Records supplied
+ + + +
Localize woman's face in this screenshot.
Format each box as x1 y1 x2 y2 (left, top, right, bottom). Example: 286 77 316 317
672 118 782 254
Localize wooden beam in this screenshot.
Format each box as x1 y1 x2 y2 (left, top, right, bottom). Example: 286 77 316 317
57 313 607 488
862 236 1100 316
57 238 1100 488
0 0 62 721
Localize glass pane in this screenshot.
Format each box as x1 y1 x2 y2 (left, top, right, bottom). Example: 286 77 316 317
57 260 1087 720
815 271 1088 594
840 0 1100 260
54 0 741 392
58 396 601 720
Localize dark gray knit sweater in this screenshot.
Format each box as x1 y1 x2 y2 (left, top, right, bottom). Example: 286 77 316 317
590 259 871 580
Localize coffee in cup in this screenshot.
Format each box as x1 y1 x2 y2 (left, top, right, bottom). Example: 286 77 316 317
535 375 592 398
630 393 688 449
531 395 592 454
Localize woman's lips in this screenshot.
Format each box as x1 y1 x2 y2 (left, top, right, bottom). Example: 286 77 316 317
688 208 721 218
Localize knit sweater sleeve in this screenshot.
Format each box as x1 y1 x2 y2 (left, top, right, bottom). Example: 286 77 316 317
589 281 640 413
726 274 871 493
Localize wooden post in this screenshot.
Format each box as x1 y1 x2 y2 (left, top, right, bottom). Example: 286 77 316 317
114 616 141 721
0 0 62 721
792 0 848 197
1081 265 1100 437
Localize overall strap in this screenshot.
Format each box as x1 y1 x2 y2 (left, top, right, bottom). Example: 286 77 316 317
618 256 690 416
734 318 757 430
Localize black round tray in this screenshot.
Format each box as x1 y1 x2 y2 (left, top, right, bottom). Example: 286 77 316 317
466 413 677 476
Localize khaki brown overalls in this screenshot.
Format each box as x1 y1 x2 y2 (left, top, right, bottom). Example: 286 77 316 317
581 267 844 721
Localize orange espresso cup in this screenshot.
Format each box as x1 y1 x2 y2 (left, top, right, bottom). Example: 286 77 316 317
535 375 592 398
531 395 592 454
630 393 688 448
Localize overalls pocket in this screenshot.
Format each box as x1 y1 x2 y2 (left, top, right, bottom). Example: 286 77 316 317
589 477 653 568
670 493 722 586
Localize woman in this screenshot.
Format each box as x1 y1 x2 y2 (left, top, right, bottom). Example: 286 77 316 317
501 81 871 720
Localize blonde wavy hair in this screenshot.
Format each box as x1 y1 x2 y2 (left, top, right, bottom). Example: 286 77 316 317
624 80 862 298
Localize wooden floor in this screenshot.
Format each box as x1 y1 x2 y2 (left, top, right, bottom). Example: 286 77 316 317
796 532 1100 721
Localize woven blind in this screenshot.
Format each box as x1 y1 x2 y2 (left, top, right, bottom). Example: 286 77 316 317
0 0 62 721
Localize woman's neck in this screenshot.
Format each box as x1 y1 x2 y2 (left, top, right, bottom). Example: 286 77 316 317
+ + + +
To do
Transcribe all of the entries above verbatim, reproducing every line without alteration.

Reply
Localize woman's face in this screenshot.
Format each box as x1 y1 x2 y2 (left, top, right, bottom). Example: 286 77 316 317
672 118 782 254
Localize wooden beam in this screenshot.
Format each box as x1 y1 x2 y2 (left, top, right, bottom). Example: 286 77 316 317
57 313 607 488
862 236 1100 316
57 238 1100 488
0 0 62 721
Localize glass pane in this screenshot.
Format each box as x1 y1 x2 y2 (left, top, right, bottom). Example: 286 77 316 317
57 260 1087 720
815 271 1088 594
840 0 1100 260
54 0 741 392
58 396 601 720
Localize dark gray knit sweater in this screenshot.
Format each box as x1 y1 x2 y2 (left, top, right, bottom). Example: 286 77 316 317
590 259 871 580
Localize coffee in cup in this screenshot.
Format each box as x1 y1 x2 y2 (left, top, right, bottom). Example: 286 77 316 317
535 375 592 398
630 393 688 449
531 395 592 454
Localize woman's lips in this screenshot.
Format each box as x1 y1 x2 y2 (left, top, right, bottom). Example: 286 77 316 317
688 208 721 218
Localize knit sweater sleeve in this screenshot.
Format each box as x1 y1 x2 y2 (left, top, right, bottom). Example: 286 77 316 317
589 281 640 413
726 274 871 493
Localize wooden post in this screenshot.
Format each box as x1 y1 x2 y2 (left, top, right, bottom). Example: 286 77 316 317
114 616 141 721
0 0 62 721
792 0 848 197
1081 265 1100 437
Localize overall strap in this screenshot.
Format each box as x1 y1 x2 y2 (left, top, right, bottom). Example: 286 77 316 317
618 256 690 416
734 318 757 430
Localize black round tray in this screenshot.
Format each box as x1 y1 x2 y2 (left, top, right, bottom). Example: 286 77 316 317
466 413 677 476
Localize khaki brown overalls in this screenshot.
Format each box as x1 y1 x2 y2 (left, top, right, bottom). Example: 286 77 316 317
581 267 844 721
Localize orange espresso cup in this screenshot.
Format each box as x1 y1 x2 y2 (left, top, right, bottom). Example: 286 77 316 317
535 375 592 398
531 395 592 454
630 393 688 448
Localize overalls pocket in this screenshot.
Format each box as x1 y1 x2 y2 (left, top, right, bottom). Example: 286 77 316 317
589 477 653 568
670 493 722 586
Localize woman in this screenshot.
Format each box as x1 y1 x2 y2 (left, top, right, bottom). Example: 286 77 316 317
501 81 871 720
Localize blonde wavy hair in this screenshot.
Format each box as x1 y1 x2 y2 (left, top, right, bottom). Example: 286 77 316 317
624 80 862 298
Localize wooden floor in this screenshot.
Format each box as x1 y1 x2 y2 (left, top, right, bottom). Example: 286 77 316 317
796 532 1100 721
Localize woven blind in this screenshot.
Format each box as x1 y1 x2 y2 (left, top, right, bottom). Example: 286 77 316 317
0 0 62 721
Localize woman's neck in this screenshot.
Format each box as x1 y1 x2 y2 (left, top, right, bottom). Example: 286 77 316 317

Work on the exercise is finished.